■ Data listing ■
----

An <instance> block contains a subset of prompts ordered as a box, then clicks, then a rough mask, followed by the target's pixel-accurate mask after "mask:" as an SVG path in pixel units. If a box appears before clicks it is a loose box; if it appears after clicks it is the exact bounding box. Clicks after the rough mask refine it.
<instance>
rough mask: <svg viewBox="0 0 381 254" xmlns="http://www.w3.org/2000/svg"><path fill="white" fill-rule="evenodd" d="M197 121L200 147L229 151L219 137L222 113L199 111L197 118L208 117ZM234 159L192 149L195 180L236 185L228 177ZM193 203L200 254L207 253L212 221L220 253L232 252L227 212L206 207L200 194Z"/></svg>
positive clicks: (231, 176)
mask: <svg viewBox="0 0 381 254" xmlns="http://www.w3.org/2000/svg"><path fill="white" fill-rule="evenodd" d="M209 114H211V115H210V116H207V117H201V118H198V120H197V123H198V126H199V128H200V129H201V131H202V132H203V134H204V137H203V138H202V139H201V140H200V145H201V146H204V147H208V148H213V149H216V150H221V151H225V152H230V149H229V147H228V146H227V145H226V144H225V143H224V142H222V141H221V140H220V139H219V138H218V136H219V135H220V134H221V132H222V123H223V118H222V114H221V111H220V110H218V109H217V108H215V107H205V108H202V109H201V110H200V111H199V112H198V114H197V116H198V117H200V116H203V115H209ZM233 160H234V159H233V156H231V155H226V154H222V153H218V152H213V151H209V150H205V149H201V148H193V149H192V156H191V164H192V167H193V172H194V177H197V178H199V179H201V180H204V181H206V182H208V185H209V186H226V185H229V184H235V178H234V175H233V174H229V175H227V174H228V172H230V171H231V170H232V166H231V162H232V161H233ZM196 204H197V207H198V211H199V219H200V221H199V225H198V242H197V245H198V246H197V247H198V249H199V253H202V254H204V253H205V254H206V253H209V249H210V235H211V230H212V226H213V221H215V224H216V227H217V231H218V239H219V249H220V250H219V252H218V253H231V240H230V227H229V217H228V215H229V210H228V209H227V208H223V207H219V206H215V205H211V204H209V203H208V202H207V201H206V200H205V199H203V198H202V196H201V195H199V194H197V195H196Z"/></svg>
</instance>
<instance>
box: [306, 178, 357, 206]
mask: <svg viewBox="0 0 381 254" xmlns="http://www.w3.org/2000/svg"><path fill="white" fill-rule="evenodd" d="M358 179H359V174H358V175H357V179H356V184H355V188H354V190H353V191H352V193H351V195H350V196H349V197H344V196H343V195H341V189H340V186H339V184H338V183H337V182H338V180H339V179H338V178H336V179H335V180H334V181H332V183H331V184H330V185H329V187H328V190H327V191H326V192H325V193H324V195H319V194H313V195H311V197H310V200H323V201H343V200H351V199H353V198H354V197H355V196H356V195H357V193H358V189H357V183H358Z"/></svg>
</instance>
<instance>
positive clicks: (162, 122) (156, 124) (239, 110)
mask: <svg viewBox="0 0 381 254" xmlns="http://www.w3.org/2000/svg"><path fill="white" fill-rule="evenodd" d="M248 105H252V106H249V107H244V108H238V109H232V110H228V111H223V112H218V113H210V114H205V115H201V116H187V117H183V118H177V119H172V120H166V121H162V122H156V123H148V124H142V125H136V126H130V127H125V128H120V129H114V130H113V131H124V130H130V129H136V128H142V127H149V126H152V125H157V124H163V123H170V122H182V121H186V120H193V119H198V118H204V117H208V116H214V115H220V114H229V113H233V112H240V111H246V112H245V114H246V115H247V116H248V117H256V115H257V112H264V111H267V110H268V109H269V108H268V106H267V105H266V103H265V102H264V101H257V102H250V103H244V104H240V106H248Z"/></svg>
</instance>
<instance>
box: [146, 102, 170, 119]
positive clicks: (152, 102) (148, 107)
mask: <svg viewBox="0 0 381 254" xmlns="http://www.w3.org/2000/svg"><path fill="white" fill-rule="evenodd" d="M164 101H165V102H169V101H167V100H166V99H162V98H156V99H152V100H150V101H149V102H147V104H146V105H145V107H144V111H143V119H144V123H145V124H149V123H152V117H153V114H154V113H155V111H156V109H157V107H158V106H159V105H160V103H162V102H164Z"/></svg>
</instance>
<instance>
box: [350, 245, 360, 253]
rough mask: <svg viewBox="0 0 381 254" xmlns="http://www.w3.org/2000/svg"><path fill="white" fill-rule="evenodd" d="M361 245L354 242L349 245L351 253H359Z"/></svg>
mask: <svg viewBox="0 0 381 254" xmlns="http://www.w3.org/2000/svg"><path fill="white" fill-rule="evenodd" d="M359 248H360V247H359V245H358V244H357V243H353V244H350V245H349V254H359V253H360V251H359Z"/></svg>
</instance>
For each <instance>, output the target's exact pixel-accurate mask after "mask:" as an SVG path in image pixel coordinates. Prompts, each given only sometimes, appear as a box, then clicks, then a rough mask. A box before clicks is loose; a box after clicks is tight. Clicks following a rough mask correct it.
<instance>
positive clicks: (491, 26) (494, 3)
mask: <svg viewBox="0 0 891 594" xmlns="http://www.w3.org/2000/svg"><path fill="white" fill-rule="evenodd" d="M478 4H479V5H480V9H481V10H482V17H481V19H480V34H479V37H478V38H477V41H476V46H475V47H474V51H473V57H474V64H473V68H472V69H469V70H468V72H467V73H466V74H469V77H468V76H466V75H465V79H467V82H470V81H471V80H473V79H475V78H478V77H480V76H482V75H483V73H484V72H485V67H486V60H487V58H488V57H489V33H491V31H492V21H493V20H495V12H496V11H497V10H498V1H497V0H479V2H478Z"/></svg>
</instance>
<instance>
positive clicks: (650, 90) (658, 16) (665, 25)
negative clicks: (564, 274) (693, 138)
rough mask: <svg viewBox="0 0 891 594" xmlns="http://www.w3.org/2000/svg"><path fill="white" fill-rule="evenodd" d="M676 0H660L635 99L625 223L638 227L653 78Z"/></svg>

----

Identify the lines in the entries above that contain "loose", then copy them out.

■ Solution to this task ■
An <instance> block contains a subset of prompts ordered as a box, then clicks, then a rough mask, followed by the target's pixel-accurate mask after "mask:" as an SVG path in pixel units. If a box appears before clicks it is a loose box; if it appears after clicks it is the exact bounding box. Clicks after the rough mask refine it.
For each <instance>, output the target's exact pixel-accurate mask after "mask:" as an SVG path in image pixel coordinates. Prompts, each given only sometimes, appear as a box, then clicks, then a rough mask. A box before clicks is loose; a box after clicks is tight. Clicks following a rough mask correct it.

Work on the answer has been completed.